## Stored records
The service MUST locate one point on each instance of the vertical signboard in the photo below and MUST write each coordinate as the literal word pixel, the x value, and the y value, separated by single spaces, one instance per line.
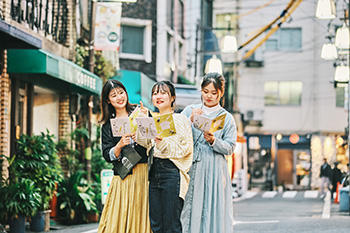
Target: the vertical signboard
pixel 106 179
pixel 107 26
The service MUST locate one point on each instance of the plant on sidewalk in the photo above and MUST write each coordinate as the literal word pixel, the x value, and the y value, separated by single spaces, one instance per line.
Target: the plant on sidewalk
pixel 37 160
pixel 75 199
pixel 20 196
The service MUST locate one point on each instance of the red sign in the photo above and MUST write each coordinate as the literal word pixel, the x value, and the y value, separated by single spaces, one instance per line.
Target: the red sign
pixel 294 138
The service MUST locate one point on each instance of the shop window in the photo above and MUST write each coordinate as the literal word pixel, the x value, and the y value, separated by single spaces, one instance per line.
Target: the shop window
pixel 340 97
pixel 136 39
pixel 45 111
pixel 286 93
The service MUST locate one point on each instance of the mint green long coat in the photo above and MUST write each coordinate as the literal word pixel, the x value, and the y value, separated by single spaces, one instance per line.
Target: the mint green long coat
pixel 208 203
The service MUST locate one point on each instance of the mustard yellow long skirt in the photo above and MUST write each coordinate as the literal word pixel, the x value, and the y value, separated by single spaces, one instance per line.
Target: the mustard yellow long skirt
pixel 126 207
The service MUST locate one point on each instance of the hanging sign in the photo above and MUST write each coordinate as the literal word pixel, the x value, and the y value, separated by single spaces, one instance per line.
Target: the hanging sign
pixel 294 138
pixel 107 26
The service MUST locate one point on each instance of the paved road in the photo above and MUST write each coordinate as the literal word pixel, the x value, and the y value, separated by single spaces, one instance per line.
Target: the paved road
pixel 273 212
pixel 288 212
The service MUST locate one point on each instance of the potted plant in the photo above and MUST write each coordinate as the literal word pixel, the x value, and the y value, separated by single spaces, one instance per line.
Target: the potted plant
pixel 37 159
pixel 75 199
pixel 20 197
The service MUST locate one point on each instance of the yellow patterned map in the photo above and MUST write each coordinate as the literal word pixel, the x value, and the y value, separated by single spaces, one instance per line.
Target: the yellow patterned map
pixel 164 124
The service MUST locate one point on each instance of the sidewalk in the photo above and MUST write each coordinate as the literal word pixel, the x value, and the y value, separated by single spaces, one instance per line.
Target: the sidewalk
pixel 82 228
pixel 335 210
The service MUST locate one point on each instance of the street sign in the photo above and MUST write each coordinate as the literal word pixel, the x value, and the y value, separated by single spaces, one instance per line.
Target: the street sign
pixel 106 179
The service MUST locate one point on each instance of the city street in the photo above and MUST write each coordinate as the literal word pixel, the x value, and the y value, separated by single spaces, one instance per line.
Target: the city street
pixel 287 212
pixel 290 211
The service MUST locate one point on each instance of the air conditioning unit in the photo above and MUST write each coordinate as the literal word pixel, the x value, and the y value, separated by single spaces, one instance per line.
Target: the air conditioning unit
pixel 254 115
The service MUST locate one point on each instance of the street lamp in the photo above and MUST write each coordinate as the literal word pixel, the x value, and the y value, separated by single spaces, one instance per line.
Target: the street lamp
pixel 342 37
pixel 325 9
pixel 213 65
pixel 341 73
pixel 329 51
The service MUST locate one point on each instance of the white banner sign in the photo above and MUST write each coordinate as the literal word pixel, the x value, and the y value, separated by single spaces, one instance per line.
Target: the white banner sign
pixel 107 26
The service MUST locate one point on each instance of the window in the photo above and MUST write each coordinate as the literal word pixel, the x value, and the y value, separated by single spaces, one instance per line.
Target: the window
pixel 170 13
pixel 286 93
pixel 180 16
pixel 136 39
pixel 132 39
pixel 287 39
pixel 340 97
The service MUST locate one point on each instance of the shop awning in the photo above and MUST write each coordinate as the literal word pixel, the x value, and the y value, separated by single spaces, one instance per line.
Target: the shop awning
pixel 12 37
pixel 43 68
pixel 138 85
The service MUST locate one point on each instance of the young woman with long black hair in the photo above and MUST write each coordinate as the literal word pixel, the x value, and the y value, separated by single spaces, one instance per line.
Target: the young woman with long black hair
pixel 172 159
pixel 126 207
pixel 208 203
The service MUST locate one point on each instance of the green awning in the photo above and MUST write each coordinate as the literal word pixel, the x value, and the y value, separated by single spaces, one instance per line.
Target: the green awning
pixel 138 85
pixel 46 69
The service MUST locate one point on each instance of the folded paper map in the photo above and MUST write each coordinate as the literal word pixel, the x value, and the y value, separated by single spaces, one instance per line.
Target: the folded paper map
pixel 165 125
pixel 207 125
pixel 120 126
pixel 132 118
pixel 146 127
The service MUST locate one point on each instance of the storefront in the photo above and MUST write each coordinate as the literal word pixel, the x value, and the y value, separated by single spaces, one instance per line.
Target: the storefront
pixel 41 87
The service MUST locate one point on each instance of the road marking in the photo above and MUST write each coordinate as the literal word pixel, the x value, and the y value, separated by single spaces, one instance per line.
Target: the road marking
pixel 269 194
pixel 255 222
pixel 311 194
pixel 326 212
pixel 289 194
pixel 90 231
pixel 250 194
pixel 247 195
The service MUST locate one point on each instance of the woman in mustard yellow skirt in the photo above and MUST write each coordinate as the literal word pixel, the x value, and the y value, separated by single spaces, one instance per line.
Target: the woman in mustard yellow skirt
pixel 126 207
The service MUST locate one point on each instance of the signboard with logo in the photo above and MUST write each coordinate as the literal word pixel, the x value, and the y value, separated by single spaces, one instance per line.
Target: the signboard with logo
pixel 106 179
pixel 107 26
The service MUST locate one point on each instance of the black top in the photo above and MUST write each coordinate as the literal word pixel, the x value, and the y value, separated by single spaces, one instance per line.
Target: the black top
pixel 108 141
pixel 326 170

## Written problem
Reproduce the material above line for line without any changes, but omit the pictures.

## Problem solution
The service MUST locate one point on each instance of the vertical signboard in the photo below and MUST write each coordinate as the literal word pixel, the x value, and the y value, separated by single spaces, one instance per line.
Target: the vertical signboard
pixel 106 179
pixel 107 26
The service MUST locate one point on each instance of the plant on sidewalk in the photo above and MUST write each coordinate as the literal word pixel, the x value, and the y value, separated by single spaces, one instance per line.
Target: the plant on sidewalk
pixel 37 160
pixel 75 199
pixel 20 196
The service MUST locate one point on each instance of the red sign in the photo above and MUST write each coordinate as the literal word pixel, the x value, and the y value, separated by single spaces, one instance per line.
Target: the red sign
pixel 294 138
The service MUST locate one point on each instance of the shop window in the photo above and MUST write each coordinate as the literal word pixel, the x value, and the y value, separated by single spaces, one instance per line.
Target: the shop window
pixel 340 97
pixel 136 39
pixel 45 111
pixel 286 93
The service MUST locate one point on each instance of the mint green long coat in the photo above and MUST write each coordinate as the literal word pixel, the x value, and the y value, separated by single spaces, one instance per line.
Target: the mint green long coat
pixel 208 203
The service MUST locate one point on each instance of the mustard yellow long skirt in the photo above and MUST write each coordinate as the literal word pixel, the x value, and the y value, separated by single spaces, one instance per line.
Target: the mustard yellow long skirt
pixel 126 207
The service MUST locate one point on each instance of the hanging sign in the photo above and MUST write each coordinate as the literal word pixel, the x value, and the y value, separated by single spaces, one instance per line.
Target: the hanging sign
pixel 294 138
pixel 107 26
The service MUST locate one point on each instance of the paved road in the photo above and MUST write each coordinate as the literal word pixel, the x value, and the y value, separated by single spaces, one instance per line.
Target: the paved road
pixel 273 212
pixel 288 212
The service MUST locate one point on each instance of the potted plant in the photo above and MUST write each coordinate as the literal word pixel, the x value, and the y value, separated by single spaces, one instance per line.
Target: the potted plant
pixel 37 159
pixel 75 199
pixel 20 197
The service MUST locate one point on each instance of the yellow patterned map in the photo above and MUST write each coordinate as the literal word pixel, the x value, and the y value, separated by single spaces, one instance per line.
Target: the yellow patterned map
pixel 164 124
The service MUST locate one point on each instance of the sidewalk in the photo above and MUST write each coordinate as the literal word pixel, the x value, and the y value, separated by single spaces, one instance per line.
Target: the sidewalk
pixel 82 228
pixel 335 210
The service MUST locate one point on each instance of the street sign in the photo above and MUST write each coordinate as the literal word pixel, the x value, and the y value, separated by single spaces, one instance per line.
Target: the street sign
pixel 106 179
The service MUST locate one point on each instance of the city street in the photo above and MUST write each coordinate as the literal word pixel, the x value, and the y value, separated by single spaces, one instance per line.
Target: the city street
pixel 287 212
pixel 290 211
The service MUST locate one point on each instance of the air conditioning unit in the photo above and MUST write each coordinate as the literal word pixel, the x value, and the y value, separated by single spaces, one instance per line.
Target: the air conditioning unit
pixel 254 115
The service MUST locate one point on each instance of the street lamp in the photo above and MUST write each coordinate as the literal word pixel, the x value, and the y value, separated by single spaces, one instance per line.
Target: the street lamp
pixel 342 37
pixel 325 9
pixel 213 65
pixel 341 73
pixel 329 51
The service MUST locate one point on each instance of the white banner sign in the photo above and MUST write each coordinate as the literal word pixel, the x value, and the y value, separated by single spaces, one instance per line.
Target: the white banner sign
pixel 107 26
The service MUST locate one point on each instance of the window in the photo above and MUST write each coordinate as the literal word pixel, the x value, and the y value, separated by single spaces, one instance per line.
Target: the window
pixel 170 13
pixel 286 93
pixel 180 16
pixel 136 39
pixel 132 39
pixel 287 39
pixel 340 97
The service MUST locate one point on each instance of the shop awning in the photo above and MUST write each coordinate as the literal word pixel, the x value, and the y value, separated by single spaces, one instance per line.
Target: the shop awning
pixel 12 37
pixel 43 68
pixel 138 85
The service MUST locate one point on each instance of the young woman with long black hair in the photo above and MUST write each coordinate as the literal word pixel, the x value, and the y value, separated by single spaces, one instance per line.
Target: the young woman with long black hair
pixel 172 159
pixel 126 207
pixel 208 203
The service MUST locate one point on each instance of the green awning in the photo above and MUST write each coordinate as the literal word pixel, the x value, and the y value, separated by single spaces, one instance per line.
Target: the green awning
pixel 138 85
pixel 46 69
The service MUST locate one point on each instance of the folded paper map in the photo above and MUST write each coordinate as the literal word pixel, the x value, and the y value, separated by single spaces, one instance per line.
Target: the folded paper map
pixel 165 125
pixel 207 125
pixel 120 126
pixel 132 118
pixel 146 127
The service MUST locate one point on each instance of the storefront in the photo above and MUST write each coordinate as the literal word pixel, the x value, and the y value, separated by single spaces, one instance per line.
Target: the storefront
pixel 41 87
The service MUST locate one point on each instance of the road marking in the photo above and MUST write each coordinate as the literal word pixel, the x value, and the y value, separated by single spaces, one instance per line.
Target: the road marking
pixel 269 194
pixel 255 222
pixel 311 194
pixel 326 212
pixel 289 194
pixel 90 231
pixel 250 194
pixel 247 195
The service MUST locate one point on each instance of the woman in mustard yellow skirt in the photo above and MUST write each coordinate as the literal word pixel, the x value, and the y value, separated by single spaces, one instance per line.
Target: the woman in mustard yellow skirt
pixel 126 207
The service MUST locate one point on each instance of the signboard with logo in the photo above and MUST write each coordinate as the literal word pixel, the x value, and the y value, separated by single spaces, one instance per line.
Target: the signboard with logo
pixel 106 179
pixel 107 26
The service MUST locate one point on each instance of the black top in the photo above and MUST write each coordinate as the literal word pixel, the x value, and the y value, separated by single spaces, one instance per line.
Target: the black top
pixel 108 141
pixel 326 170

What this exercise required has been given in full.